- O que se pede
Renomeie "clear sky" para "open sky" nas entradas: comece na linha que contém "of the recessed" e pare depois da linha que contém "x=121, y=99". Reproduza só esse trecho, sem nenhuma outra mudança.
::: Entradas do exercício
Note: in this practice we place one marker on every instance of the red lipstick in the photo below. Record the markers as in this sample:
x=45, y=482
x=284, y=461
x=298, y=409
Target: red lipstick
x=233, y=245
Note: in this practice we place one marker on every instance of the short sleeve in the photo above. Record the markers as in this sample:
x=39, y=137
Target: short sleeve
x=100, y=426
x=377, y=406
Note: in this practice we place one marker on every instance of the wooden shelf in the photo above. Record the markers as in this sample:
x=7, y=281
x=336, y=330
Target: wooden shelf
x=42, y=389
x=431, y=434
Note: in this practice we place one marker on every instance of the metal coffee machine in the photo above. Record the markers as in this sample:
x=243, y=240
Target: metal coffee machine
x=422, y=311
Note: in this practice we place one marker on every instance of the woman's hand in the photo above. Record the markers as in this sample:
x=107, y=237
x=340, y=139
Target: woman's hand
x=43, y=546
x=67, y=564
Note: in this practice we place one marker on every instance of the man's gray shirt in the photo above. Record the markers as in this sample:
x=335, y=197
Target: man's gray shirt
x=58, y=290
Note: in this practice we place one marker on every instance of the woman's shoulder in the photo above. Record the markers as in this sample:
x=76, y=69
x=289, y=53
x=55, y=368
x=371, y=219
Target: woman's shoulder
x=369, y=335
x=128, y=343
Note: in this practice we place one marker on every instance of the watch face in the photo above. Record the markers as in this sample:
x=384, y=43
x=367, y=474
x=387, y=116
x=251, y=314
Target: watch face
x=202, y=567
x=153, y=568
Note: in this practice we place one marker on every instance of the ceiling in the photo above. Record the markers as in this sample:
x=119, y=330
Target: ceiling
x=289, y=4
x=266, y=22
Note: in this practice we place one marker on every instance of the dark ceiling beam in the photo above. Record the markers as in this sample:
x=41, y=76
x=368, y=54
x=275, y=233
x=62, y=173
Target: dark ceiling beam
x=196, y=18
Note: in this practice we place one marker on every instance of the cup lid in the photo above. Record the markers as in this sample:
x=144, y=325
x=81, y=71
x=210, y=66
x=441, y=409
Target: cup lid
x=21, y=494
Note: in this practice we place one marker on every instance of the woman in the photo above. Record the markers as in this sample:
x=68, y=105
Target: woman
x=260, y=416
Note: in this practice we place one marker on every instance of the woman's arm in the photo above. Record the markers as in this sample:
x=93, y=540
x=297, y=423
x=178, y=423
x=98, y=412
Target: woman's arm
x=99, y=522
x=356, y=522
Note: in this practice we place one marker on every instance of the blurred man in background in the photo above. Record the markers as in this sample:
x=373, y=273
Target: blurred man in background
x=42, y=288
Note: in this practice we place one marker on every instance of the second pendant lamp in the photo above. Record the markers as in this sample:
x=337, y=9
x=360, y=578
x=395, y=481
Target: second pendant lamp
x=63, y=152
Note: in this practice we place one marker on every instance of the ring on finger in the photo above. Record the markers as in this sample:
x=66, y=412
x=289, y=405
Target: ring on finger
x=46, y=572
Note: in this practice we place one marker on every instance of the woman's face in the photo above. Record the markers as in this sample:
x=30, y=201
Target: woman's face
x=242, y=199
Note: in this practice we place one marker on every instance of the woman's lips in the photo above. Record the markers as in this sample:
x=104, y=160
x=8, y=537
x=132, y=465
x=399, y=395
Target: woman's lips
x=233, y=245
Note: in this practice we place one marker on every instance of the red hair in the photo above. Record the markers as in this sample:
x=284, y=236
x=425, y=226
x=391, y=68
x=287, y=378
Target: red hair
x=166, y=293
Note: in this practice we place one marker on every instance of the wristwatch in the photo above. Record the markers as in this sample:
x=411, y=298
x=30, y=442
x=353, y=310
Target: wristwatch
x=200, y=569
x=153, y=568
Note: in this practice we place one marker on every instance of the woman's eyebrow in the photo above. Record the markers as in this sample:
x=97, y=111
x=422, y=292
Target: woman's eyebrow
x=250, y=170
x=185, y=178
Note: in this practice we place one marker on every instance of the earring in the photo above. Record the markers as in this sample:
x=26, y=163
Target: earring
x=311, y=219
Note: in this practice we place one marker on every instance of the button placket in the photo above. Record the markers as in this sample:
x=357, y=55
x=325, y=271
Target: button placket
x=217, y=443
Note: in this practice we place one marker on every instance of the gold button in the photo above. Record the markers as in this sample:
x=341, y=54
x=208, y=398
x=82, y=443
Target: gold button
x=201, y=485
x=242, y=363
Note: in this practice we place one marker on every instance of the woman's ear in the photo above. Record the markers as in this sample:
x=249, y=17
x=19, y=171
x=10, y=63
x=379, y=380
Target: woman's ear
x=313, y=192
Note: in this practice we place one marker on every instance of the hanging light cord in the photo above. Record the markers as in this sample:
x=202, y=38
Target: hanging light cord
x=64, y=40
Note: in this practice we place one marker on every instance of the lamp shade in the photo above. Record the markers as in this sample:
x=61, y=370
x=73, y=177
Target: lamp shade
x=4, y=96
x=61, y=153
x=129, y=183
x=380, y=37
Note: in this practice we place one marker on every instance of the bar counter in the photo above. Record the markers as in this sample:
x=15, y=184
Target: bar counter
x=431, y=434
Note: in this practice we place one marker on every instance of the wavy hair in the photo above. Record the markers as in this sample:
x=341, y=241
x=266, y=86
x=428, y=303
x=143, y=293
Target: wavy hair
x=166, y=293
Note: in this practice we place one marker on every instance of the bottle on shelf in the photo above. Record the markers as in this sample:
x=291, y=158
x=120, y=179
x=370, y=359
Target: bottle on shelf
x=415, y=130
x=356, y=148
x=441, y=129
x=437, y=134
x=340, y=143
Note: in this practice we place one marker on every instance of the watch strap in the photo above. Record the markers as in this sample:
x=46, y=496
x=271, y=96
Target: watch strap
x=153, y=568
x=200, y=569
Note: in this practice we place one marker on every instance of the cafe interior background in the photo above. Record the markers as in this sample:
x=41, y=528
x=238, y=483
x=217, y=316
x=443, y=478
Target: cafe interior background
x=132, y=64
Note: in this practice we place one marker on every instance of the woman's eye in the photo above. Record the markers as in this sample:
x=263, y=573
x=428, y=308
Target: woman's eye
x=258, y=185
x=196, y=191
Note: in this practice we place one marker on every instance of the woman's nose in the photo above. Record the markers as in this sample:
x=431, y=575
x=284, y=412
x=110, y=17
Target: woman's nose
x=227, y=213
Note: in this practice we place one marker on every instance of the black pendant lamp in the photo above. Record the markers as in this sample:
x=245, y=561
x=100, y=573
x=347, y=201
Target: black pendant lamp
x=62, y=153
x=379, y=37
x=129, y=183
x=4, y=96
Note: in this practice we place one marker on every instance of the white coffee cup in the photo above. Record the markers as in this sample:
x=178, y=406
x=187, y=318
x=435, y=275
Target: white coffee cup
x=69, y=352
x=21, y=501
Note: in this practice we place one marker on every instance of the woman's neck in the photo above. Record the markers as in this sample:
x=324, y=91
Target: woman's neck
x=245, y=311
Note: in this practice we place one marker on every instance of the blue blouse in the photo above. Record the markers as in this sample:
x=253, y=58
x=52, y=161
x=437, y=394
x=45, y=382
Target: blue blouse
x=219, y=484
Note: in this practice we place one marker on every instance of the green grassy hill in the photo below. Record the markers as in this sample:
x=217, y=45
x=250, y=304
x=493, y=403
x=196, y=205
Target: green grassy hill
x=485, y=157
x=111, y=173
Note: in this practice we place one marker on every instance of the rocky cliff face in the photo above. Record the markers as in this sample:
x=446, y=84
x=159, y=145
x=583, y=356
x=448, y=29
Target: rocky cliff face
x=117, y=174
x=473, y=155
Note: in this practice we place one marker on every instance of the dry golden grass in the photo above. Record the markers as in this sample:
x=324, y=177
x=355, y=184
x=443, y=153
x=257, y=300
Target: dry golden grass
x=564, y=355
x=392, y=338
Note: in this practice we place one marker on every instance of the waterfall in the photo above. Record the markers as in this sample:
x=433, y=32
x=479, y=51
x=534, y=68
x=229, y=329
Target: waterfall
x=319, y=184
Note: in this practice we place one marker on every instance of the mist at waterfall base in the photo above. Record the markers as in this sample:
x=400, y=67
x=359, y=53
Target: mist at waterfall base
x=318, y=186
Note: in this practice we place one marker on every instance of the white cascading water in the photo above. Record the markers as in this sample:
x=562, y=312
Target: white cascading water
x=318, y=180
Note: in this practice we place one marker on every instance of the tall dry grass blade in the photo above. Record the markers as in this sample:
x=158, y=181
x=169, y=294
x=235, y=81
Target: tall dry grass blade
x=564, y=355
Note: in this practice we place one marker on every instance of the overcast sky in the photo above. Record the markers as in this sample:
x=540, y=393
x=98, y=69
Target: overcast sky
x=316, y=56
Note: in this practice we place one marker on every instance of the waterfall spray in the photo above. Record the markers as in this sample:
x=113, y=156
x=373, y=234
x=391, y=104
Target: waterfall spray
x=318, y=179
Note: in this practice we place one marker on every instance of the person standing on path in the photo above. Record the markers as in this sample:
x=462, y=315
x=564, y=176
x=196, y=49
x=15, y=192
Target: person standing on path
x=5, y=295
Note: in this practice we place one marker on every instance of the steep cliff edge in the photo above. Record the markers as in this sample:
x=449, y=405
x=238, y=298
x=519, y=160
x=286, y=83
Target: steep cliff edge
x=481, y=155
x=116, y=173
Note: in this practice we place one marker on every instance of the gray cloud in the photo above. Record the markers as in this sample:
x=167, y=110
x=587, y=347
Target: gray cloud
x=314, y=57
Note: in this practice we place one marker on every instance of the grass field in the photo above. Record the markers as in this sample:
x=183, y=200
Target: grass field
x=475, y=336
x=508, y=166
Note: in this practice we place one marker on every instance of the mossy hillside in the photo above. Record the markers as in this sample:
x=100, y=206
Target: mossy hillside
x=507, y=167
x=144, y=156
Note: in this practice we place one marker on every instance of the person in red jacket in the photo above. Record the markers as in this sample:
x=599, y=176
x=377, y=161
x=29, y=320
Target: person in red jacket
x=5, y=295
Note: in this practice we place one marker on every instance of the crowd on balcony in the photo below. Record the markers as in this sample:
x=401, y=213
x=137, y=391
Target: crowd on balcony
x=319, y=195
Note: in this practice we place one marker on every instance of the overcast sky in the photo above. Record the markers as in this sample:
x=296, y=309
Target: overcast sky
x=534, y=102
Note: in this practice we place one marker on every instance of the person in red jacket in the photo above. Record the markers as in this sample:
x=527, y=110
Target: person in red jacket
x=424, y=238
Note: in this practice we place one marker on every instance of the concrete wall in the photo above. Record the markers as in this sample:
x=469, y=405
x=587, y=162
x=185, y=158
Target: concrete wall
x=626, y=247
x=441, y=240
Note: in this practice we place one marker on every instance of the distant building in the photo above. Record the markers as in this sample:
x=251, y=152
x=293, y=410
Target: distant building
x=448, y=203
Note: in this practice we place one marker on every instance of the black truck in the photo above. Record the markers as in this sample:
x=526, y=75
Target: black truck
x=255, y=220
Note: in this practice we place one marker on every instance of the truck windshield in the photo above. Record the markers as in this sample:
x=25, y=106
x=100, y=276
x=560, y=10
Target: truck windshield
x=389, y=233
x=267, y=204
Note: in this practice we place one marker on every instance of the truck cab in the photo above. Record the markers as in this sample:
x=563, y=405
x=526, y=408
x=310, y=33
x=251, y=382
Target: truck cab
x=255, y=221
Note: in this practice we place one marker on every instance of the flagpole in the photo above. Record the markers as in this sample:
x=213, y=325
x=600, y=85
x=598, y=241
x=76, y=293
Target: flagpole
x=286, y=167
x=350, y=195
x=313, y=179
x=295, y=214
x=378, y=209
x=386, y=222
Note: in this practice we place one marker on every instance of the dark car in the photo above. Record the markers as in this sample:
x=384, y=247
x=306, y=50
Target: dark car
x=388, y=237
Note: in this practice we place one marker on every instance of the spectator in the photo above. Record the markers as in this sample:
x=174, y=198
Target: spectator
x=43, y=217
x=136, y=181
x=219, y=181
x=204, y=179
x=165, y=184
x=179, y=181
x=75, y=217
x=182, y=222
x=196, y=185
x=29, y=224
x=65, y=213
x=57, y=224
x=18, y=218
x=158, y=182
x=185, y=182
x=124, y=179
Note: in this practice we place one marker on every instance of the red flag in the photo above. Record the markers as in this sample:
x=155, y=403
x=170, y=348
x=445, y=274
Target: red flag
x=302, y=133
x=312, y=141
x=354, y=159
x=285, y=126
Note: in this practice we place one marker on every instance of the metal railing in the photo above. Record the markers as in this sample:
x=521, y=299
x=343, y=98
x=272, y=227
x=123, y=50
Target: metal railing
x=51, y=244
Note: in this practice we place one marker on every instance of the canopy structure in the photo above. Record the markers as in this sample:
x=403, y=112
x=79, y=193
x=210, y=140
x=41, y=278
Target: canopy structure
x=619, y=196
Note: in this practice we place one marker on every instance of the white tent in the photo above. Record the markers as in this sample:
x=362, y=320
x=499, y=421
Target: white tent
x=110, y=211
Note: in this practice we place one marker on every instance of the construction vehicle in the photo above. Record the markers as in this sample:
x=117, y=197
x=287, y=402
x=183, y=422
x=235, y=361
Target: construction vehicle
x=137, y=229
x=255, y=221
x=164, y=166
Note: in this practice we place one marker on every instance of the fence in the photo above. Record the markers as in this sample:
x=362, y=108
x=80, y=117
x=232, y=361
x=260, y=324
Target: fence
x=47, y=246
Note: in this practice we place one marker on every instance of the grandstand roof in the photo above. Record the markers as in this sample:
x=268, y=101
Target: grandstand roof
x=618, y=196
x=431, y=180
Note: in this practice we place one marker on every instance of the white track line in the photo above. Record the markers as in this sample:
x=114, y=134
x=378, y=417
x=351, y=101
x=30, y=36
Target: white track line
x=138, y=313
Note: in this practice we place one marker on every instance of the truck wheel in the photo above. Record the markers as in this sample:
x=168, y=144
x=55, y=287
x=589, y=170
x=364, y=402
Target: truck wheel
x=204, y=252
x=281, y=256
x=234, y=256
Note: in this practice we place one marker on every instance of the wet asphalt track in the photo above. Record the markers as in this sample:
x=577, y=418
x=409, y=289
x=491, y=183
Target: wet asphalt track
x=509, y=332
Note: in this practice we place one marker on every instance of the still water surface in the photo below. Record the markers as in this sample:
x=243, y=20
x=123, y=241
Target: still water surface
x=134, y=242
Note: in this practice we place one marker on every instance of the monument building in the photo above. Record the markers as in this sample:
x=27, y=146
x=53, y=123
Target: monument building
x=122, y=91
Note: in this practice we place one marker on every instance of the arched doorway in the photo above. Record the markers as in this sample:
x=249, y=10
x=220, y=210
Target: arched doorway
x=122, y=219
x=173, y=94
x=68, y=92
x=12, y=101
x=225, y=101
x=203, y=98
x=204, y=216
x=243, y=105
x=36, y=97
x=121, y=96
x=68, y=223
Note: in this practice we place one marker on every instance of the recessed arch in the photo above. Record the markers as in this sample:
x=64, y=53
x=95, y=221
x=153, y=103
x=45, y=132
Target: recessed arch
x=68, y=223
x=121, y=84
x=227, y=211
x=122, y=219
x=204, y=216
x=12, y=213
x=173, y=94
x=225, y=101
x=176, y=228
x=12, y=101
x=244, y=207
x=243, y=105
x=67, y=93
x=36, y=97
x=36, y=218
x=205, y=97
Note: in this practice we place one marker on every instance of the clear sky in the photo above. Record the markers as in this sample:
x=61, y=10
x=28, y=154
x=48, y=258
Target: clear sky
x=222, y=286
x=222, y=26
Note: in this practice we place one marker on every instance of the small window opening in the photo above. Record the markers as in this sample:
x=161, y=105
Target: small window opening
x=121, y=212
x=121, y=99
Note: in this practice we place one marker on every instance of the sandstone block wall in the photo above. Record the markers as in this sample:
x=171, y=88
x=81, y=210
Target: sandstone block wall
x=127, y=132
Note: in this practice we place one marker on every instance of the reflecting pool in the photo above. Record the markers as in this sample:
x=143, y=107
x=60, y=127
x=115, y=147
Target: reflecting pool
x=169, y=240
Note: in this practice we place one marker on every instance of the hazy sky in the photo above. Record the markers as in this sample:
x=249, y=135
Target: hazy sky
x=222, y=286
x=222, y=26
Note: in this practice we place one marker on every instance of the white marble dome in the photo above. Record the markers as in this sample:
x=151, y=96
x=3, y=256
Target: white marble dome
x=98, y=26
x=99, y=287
::::::
- Resposta da tarefa
Note: in this practice we place one marker on every instance of the recessed arch in the photo above. Record the markers as in this sample:
x=64, y=53
x=95, y=221
x=153, y=103
x=45, y=132
Target: recessed arch
x=68, y=223
x=121, y=84
x=227, y=211
x=122, y=219
x=204, y=216
x=12, y=213
x=173, y=94
x=225, y=101
x=176, y=228
x=12, y=101
x=244, y=207
x=243, y=105
x=67, y=93
x=36, y=97
x=36, y=218
x=205, y=97
Note: in this practice we place one marker on every instance of the open sky in the photo above. Record the markers as in this sample:
x=61, y=10
x=28, y=154
x=48, y=258
Target: open sky
x=222, y=286
x=222, y=26
Note: in this practice we place one marker on every instance of the small window opening in the photo above. Record the markers as in this sample:
x=161, y=105
Target: small window opening
x=121, y=212
x=121, y=99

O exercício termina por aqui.